— start of GIVEN ENTRIES —

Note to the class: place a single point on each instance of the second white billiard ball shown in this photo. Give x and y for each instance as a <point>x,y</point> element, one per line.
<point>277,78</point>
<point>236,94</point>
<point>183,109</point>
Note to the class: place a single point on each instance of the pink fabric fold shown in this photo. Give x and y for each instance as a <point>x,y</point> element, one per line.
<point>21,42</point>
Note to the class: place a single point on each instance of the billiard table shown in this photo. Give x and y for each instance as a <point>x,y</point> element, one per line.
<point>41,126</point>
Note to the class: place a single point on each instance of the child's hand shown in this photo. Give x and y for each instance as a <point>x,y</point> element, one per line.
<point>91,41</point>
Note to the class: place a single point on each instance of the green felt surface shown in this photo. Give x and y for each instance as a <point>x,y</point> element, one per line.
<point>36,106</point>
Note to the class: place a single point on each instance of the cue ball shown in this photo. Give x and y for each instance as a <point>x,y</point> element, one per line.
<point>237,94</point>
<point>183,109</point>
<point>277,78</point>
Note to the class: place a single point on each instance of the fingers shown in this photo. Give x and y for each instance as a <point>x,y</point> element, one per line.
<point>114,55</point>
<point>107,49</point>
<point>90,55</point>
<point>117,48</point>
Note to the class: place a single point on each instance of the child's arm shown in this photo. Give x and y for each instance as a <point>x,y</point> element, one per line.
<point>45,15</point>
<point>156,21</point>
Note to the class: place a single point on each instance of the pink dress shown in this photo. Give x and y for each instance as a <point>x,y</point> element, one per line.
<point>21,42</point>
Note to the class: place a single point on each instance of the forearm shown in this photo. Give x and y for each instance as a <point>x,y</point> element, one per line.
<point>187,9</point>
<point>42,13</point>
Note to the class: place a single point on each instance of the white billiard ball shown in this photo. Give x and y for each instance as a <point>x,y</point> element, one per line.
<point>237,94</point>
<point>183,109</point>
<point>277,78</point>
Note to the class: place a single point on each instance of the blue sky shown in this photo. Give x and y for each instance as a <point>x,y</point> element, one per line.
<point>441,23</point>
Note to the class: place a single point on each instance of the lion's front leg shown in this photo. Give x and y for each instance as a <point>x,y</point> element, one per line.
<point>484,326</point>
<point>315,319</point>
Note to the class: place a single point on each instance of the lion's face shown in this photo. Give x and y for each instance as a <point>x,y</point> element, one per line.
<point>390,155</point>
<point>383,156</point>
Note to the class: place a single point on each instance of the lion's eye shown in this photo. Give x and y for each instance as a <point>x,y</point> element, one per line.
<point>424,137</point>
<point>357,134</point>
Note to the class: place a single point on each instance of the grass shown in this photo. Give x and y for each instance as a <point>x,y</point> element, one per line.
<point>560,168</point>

— end of GIVEN ENTRIES —

SHORT TASK ::
Scale the rows from the line containing "of the green" up to and including the line containing "<point>36,106</point>". Reproduce each line, requests unchanged, but multiply every point coordinate in the answers by 2.5 and round to the nearest whole number, with halves rounded up.

SOLVED PROBLEM ::
Note to the class: place a single point on each instance of the green felt surface shown in this photo. Give x and y for each instance as a <point>x,y</point> element, one per line.
<point>90,265</point>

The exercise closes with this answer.